***** TEXT TO READ
Skip to content

MINOR: perf optimization for header serialization and type conversion#21762

Open
mjsax wants to merge 8 commits intoapache:trunkfrom
mjsax:minor-optimize-header-serializer-bytebuffer-no-bytearrayoutputstream
Open

MINOR: perf optimization for header serialization and type conversion#21762
mjsax wants to merge 8 commits intoapache:trunkfrom
mjsax:minor-optimize-header-serializer-bytebuffer-no-bytearrayoutputstream

Conversation

@mjsax
Copy link
Member

@mjsax mjsax commented Mar 15, 2026

This PR replaces the usage of ByteArrayOutputStreams with ByteBuffers.
Some manual benchmarks show a perf improvement for the value-ts-header
and session-header converters of 3x.

mjsax added 2 commits March 14, 2026 23:50
This PR replaces the usage of ByteArrayOutputStreams with ByteBuffers.
Some manual benchmarks show a perf improvement for the value-ts-header
and session-header convertes of 3x.
@mjsax mjsax added streams kip Requires or implements a KIP labels Mar 15, 2026
record.timestampType(),
record.serializedKeySize(),
record.serializedValueSize(),
recordValueWithTimestamp != null ? recordValueWithTimestamp.length : 0,
Copy link
Member Author

Choose a reason for hiding this comment

The reason will be displayed to describe this comment to others. Learn more.

Stumbled over this by chance -- it's a long standing minor bug... Fixing on the side.

record.timestampType(),
record.serializedKeySize(),
record.serializedValueSize(),
recordValueWithTimestampAndHeaders != null ? recordValueWithTimestampAndHeaders.length : 0,
Copy link
Member Author

Choose a reason for hiding this comment

The reason will be displayed to describe this comment to others. Learn more.

Same...

record.timestampType(),
record.serializedKeySize(),
record.serializedValueSize(),
recordValueWithHeaders != null ? recordValueWithHeaders.length : 0,
Copy link
Member Author

Choose a reason for hiding this comment

The reason will be displayed to describe this comment to others. Learn more.

And one more


private final RecordConverter timestampedValueConverter = rawValueToTimestampedValue();
private final RecordConverter headersValueConverter = rawValueToHeadersValue();
private final RecordConverter sessionValueConverter = rawValueToSessionHeadersValue();
Copy link
Member Author

Choose a reason for hiding this comment

The reason will be displayed to describe this comment to others. Learn more.

Adding missing case for session-header-store

{50, 2, 20, 104, 101, 97, 100, 101, 114, 45, 107, 101, 121, 24, 104, 101, 97, 100, 101,
114, 45, 118, 97, 108, 117, 101, 0, 0, 0, 0, 0, 0, 0, 10, 0};
{50, 2, 20, 'h', 'e', 'a', 'd', 'e', 'r', '-', 'k', 'e', 'y', 24, 'h', 'e', 'a', 'd', 'e',
'r', '-', 'v', 'a', 'l', 'u', 'e', 0, 0, 0, 0, 0, 0, 0, 10, value[0]};
Copy link
Member Author

Choose a reason for hiding this comment

The reason will be displayed to describe this comment to others. Learn more.
**********
***** DATA SECTION
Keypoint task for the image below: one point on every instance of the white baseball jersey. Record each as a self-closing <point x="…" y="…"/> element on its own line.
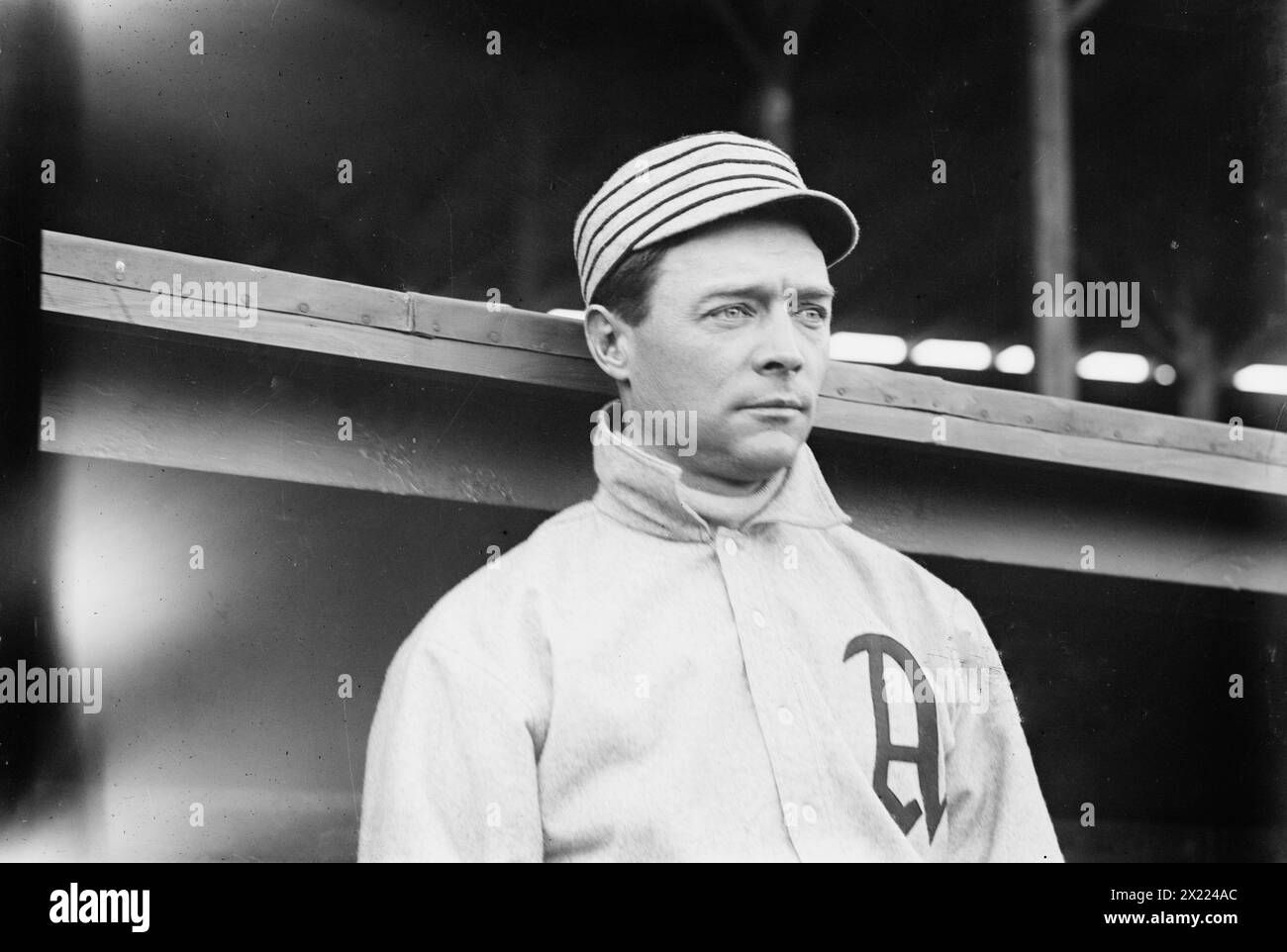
<point x="636" y="683"/>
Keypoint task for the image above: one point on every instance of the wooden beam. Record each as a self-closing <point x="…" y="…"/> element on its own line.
<point x="111" y="282"/>
<point x="176" y="400"/>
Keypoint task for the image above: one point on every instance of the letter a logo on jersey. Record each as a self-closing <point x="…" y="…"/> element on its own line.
<point x="925" y="754"/>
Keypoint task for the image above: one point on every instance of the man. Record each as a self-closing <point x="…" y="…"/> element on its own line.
<point x="704" y="661"/>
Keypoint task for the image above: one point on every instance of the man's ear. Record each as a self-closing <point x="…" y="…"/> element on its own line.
<point x="609" y="341"/>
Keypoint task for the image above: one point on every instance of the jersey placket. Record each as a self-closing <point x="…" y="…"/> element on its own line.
<point x="784" y="721"/>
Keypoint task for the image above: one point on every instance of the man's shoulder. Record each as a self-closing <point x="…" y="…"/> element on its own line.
<point x="888" y="566"/>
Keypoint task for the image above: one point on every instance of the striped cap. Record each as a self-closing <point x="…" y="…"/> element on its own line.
<point x="693" y="181"/>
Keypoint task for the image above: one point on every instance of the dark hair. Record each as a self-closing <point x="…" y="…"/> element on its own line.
<point x="627" y="287"/>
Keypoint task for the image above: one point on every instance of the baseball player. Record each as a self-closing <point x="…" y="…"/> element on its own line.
<point x="706" y="661"/>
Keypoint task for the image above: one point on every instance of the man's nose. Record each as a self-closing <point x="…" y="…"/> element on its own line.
<point x="779" y="350"/>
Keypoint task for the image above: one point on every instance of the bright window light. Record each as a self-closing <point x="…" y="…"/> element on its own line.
<point x="1016" y="359"/>
<point x="1114" y="365"/>
<point x="867" y="348"/>
<point x="1261" y="378"/>
<point x="957" y="355"/>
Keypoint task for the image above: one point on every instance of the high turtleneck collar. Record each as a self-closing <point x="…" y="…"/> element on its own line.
<point x="644" y="492"/>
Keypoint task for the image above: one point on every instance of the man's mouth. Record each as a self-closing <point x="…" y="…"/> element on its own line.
<point x="784" y="403"/>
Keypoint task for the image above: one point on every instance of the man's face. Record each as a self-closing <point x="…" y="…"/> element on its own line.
<point x="739" y="320"/>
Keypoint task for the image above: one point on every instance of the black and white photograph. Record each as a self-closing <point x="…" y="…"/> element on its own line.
<point x="644" y="432"/>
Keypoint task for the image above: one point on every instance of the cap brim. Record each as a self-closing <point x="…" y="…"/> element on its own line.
<point x="828" y="220"/>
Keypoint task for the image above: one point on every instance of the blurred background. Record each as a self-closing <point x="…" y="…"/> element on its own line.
<point x="467" y="174"/>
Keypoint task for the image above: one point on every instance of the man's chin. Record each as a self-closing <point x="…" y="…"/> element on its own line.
<point x="762" y="454"/>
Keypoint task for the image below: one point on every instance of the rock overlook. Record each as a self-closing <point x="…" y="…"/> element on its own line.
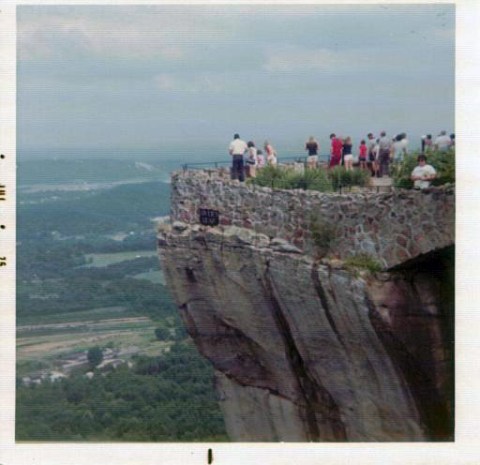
<point x="310" y="349"/>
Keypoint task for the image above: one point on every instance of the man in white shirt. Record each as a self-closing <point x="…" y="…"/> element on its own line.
<point x="236" y="149"/>
<point x="442" y="142"/>
<point x="384" y="156"/>
<point x="422" y="174"/>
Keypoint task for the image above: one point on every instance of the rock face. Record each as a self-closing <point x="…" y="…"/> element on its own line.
<point x="393" y="227"/>
<point x="306" y="350"/>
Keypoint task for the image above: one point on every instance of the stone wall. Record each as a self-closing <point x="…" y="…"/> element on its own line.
<point x="392" y="227"/>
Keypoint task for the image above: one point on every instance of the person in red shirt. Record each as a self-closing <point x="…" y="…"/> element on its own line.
<point x="335" y="151"/>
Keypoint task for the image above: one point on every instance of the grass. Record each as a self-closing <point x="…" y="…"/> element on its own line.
<point x="319" y="179"/>
<point x="95" y="314"/>
<point x="42" y="346"/>
<point x="155" y="277"/>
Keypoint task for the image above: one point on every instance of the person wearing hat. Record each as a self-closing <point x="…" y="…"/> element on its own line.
<point x="237" y="148"/>
<point x="422" y="174"/>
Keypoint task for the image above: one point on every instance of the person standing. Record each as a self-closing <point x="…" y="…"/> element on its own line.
<point x="399" y="148"/>
<point x="422" y="174"/>
<point x="347" y="154"/>
<point x="312" y="147"/>
<point x="362" y="154"/>
<point x="385" y="145"/>
<point x="336" y="150"/>
<point x="252" y="159"/>
<point x="371" y="163"/>
<point x="236" y="149"/>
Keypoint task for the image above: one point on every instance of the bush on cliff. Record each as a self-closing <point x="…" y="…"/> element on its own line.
<point x="319" y="179"/>
<point x="443" y="162"/>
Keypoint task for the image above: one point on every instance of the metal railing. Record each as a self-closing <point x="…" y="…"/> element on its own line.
<point x="227" y="163"/>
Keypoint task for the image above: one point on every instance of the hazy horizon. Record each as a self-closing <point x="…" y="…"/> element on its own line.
<point x="151" y="77"/>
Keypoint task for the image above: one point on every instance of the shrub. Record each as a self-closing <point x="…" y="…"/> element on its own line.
<point x="443" y="162"/>
<point x="318" y="179"/>
<point x="94" y="356"/>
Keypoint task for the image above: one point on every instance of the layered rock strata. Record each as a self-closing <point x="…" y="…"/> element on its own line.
<point x="393" y="227"/>
<point x="306" y="350"/>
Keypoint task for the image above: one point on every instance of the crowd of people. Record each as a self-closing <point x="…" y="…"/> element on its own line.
<point x="376" y="154"/>
<point x="246" y="155"/>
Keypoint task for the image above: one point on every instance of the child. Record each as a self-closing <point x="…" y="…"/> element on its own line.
<point x="362" y="155"/>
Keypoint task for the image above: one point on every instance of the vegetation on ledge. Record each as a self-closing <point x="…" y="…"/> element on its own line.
<point x="318" y="179"/>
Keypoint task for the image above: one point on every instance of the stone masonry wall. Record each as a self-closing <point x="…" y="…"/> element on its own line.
<point x="393" y="227"/>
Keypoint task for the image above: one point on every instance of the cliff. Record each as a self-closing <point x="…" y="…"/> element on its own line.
<point x="309" y="349"/>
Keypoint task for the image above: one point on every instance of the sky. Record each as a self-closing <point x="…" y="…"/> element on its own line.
<point x="152" y="76"/>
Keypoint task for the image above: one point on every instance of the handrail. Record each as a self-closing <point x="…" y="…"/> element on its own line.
<point x="216" y="164"/>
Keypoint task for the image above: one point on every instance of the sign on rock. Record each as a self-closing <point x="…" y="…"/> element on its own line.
<point x="209" y="217"/>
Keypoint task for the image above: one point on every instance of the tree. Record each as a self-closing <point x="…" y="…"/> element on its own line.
<point x="162" y="334"/>
<point x="94" y="356"/>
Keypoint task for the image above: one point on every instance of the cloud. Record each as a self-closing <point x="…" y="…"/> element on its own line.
<point x="293" y="59"/>
<point x="192" y="83"/>
<point x="120" y="32"/>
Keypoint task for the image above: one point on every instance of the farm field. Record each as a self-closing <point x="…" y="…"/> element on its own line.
<point x="61" y="346"/>
<point x="89" y="282"/>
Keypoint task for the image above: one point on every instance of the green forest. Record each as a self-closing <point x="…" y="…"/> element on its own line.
<point x="167" y="398"/>
<point x="163" y="389"/>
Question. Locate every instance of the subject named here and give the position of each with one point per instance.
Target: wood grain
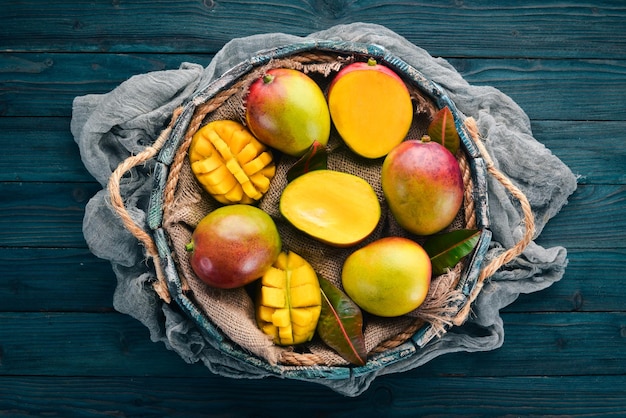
(92, 344)
(65, 351)
(461, 28)
(397, 396)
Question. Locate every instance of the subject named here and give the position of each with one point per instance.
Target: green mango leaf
(447, 249)
(315, 158)
(443, 130)
(340, 324)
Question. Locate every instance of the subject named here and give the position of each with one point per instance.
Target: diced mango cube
(281, 317)
(238, 140)
(301, 317)
(305, 295)
(217, 154)
(274, 278)
(272, 297)
(257, 164)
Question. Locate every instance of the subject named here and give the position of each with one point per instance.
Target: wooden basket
(322, 59)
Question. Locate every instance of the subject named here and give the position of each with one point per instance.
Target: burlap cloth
(110, 127)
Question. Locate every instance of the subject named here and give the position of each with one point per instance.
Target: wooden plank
(593, 218)
(45, 84)
(43, 214)
(92, 344)
(42, 149)
(593, 282)
(38, 142)
(38, 279)
(398, 396)
(456, 29)
(55, 279)
(547, 89)
(50, 215)
(591, 149)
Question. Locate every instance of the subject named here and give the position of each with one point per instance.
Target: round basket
(226, 317)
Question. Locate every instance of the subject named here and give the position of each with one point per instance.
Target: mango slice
(289, 300)
(334, 207)
(230, 163)
(371, 108)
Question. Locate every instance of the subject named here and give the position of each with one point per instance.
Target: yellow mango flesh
(230, 163)
(289, 300)
(336, 208)
(371, 108)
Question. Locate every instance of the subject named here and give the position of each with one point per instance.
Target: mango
(334, 207)
(234, 245)
(370, 107)
(389, 277)
(289, 300)
(287, 110)
(423, 186)
(230, 163)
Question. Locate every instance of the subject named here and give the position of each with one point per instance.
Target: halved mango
(289, 301)
(230, 163)
(336, 208)
(371, 108)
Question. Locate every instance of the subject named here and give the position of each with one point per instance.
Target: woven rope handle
(160, 286)
(528, 222)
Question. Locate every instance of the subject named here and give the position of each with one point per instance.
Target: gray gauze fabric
(110, 127)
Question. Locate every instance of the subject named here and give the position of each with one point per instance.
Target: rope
(160, 286)
(528, 221)
(200, 113)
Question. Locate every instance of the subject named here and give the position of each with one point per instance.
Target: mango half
(289, 300)
(371, 108)
(230, 163)
(336, 208)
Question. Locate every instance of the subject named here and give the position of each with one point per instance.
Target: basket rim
(214, 336)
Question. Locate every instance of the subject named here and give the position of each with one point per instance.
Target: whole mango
(289, 300)
(233, 246)
(287, 110)
(230, 163)
(423, 186)
(388, 277)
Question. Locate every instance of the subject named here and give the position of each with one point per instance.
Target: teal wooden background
(64, 351)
**********
## STATED PROBLEM
Carry on the header serialization pull request thread from the point where it stops.

## THE OUTPUT
Found a way to make this easier to read :)

int estimatedBufferSize = 5;
for (final Header header : headersArray) {
// adding 5 bytes for varint encoding of header-key length
estimatedBufferSize += 5 + header.key().length();

Choose a reason for hiding this comment

The reason will be displayed to describe this comment to others. Learn more.

we should use key.getBytes(StandardCharsets.UTF_8).length.

Copy link
Member

Choose a reason for hiding this comment

The reason will be displayed to describe this comment to others. Learn more.

It would be better to reuse the byte array from key.getBytes(StandardCharsets.UTF_8)

Copy link
Member Author

Choose a reason for hiding this comment

The reason will be displayed to describe this comment to others. Learn more.

Should it not be the same?

Copy link
Member Author

Choose a reason for hiding this comment

The reason will be displayed to describe this comment to others. Learn more.

Oh. UTF-16 vs UTF-8...

Choose a reason for hiding this comment

The reason will be displayed to describe this comment to others. Learn more.

yes, The serialized format writes UTF-8 bytes, while String.length() counts UTF-16 code units.

*/
static ByteBuffer prepareByteBufferWithSizePrefix(final int prefix, final int bufferSize) {
final ByteBuffer varLengthBuffer = ByteBuffer.allocate(5); // 5 bytes for max varint encoding
ByteUtils.writeVarint(prefix, varLengthBuffer);
Copy link
Member

Choose a reason for hiding this comment

The reason will be displayed to describe this comment to others. Learn more.

Would you leverage ByteUtils.sizeOfVarint to avoid creating the temporary buffer?

Copy link
Member Author

Choose a reason for hiding this comment

The reason will be displayed to describe this comment to others. Learn more.

Oh. I missed that we have sizeOfVarint -- I was actually considering to maybe add such a helper -- this simplifies things quite a bit.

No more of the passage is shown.